- Document section -
────────

My Life is Great. . . But
My life is great. It’s the best it’s ever been. But as my journey of self-discovery continues, I realize I need to acknowledge and honor the trauma I’ve experienced and work more directly on healing.
I’m an optimist by nature. I like to look forward, not back. I think regret is largely a waste.
Despite all this, I realize I need to do a better job of acknowledging the fact that hiding an essential part of my being from the world for more than fifty years (and doing my best to hide it from myself, too) stank. It really hurt, and it still hurts to this day.
I think I’ve minimized and ignored my trauma because it didn’t seem severe enough to me. Compared to trans people who have lost families, jobs, homes, financial stability—basically, their entire pre-transition lives, mine didn’t seem that bad. Maybe it wasn’t. But it was, and still is, real for me.
I know a lot of trans people who were and are miserably depressed by gender dysphoria.
I chose a different coping strategy. I choose not to feel at all, to the extent I could get away with it.

────────

- Raw records -
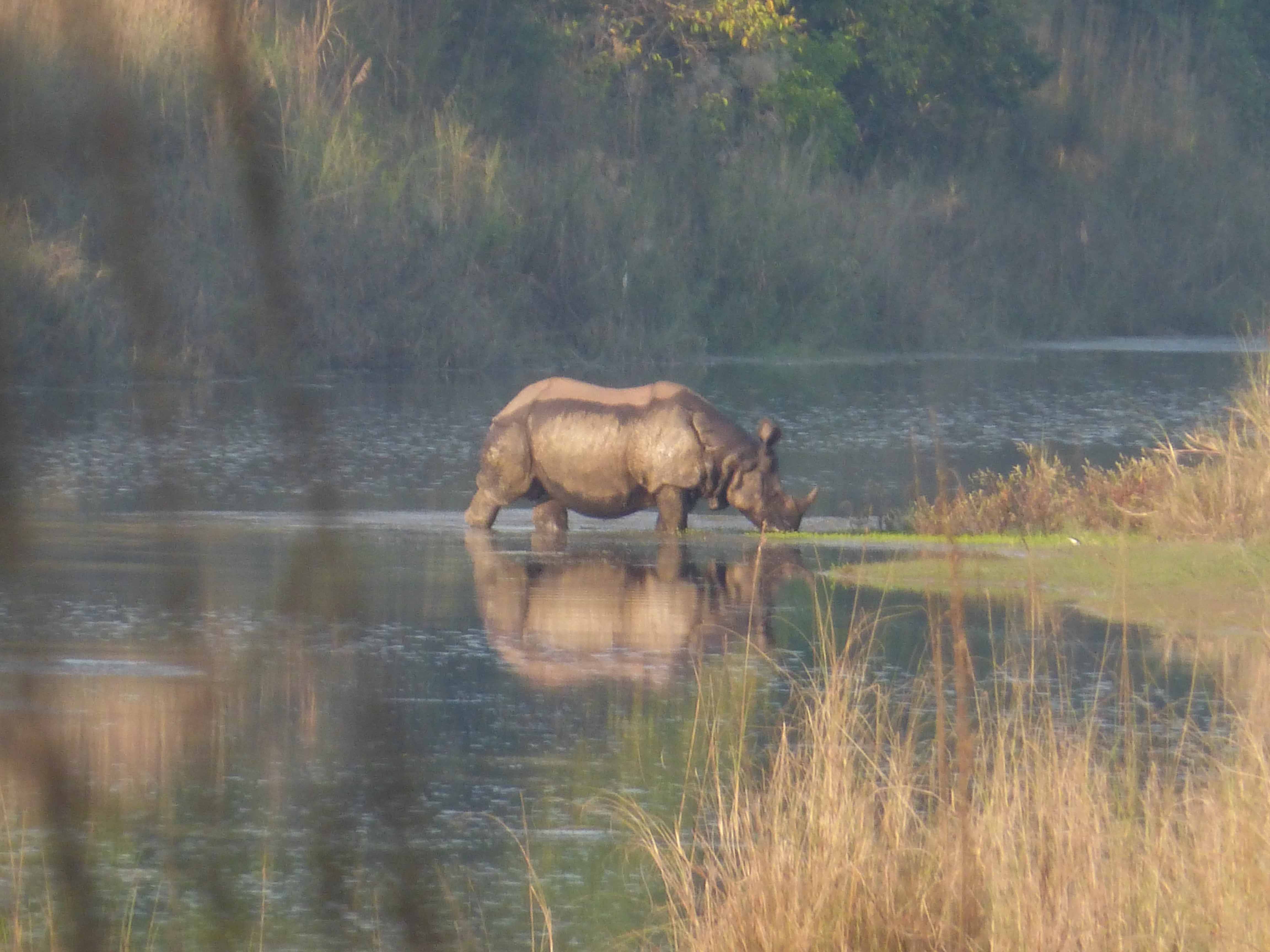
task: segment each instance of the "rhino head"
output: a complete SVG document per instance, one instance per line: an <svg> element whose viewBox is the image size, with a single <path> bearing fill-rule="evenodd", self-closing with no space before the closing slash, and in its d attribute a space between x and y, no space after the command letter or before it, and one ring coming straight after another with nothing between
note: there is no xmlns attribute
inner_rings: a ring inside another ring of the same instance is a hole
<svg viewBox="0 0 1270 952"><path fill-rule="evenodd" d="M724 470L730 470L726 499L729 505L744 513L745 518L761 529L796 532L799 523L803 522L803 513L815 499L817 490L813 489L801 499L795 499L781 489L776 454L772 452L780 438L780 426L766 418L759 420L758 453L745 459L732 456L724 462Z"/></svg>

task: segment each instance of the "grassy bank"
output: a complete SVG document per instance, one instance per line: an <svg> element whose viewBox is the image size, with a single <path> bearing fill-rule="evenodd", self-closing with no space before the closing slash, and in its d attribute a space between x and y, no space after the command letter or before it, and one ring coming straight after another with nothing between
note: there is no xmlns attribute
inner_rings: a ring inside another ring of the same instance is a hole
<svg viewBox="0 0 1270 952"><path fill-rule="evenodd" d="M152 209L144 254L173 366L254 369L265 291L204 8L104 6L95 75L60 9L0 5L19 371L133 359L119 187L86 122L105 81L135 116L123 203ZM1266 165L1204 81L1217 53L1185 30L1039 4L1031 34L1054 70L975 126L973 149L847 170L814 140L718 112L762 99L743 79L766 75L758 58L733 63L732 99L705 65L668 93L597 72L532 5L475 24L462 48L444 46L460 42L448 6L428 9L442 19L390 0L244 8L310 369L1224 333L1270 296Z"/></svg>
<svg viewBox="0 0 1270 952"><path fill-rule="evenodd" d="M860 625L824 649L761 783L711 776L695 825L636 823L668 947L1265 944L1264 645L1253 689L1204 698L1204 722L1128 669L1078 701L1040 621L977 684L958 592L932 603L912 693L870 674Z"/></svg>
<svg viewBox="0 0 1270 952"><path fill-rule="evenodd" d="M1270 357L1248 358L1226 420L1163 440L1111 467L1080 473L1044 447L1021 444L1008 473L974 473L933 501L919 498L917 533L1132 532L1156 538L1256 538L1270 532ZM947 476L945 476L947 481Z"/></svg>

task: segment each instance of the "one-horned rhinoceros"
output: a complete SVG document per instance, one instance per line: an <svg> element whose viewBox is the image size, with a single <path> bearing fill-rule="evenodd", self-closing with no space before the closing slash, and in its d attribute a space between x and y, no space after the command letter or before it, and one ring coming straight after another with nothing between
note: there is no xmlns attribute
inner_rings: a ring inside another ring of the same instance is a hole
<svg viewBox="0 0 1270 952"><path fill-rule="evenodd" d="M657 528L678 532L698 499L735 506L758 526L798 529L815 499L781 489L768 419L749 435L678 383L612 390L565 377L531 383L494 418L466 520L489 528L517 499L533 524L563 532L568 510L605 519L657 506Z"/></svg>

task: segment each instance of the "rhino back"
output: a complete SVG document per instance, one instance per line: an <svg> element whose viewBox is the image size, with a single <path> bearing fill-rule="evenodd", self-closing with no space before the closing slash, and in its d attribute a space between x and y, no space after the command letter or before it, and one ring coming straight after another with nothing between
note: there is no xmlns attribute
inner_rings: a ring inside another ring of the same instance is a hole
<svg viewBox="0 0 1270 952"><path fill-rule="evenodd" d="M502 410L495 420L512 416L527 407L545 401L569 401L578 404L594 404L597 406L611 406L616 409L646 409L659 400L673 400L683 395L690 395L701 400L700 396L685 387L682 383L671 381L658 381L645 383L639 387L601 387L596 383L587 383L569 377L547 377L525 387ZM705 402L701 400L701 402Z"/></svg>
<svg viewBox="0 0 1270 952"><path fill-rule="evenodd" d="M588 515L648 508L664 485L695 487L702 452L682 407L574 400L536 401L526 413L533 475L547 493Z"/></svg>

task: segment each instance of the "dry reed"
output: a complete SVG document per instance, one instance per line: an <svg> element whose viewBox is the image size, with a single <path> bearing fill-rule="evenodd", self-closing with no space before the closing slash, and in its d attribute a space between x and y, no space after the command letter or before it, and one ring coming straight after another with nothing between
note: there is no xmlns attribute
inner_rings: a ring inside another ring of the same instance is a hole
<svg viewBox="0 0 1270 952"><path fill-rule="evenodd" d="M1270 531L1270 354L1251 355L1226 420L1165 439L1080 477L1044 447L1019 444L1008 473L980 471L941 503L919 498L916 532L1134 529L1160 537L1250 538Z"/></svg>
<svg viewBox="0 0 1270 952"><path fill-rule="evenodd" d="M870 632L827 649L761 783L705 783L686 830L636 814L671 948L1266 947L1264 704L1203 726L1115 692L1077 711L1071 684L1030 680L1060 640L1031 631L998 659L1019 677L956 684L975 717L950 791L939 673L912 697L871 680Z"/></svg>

────────

- Given exercise 1 -
For the essay about acknowledging trauma, decide whether each statement agrees with the text. Answer yes or no for each and quote the deciding words of the text.
(a) The writer describes being a pessimist by nature.
(b) The writer says an essential part of their being was hidden from the world for more than fifty years.
(c) The writer's coping strategy was to choose not to feel at all.
- Given exercise 2 -
Return the part of the essay about acknowledging trauma from "I know a lot" to "away with it.", copied word for word.

- Answer 1 -
(a) No: "I’m an optimist by nature."
(b) Yes: "hiding an essential part of my being from the world for more than fifty years"
(c) Yes: "I choose not to feel at all, to the extent I could get away with it."

- Answer 2 -
I know a lot of trans people who were and are miserably depressed by gender dysphoria.
I chose a different coping strategy. I choose not to feel at all, to the extent I could get away with it.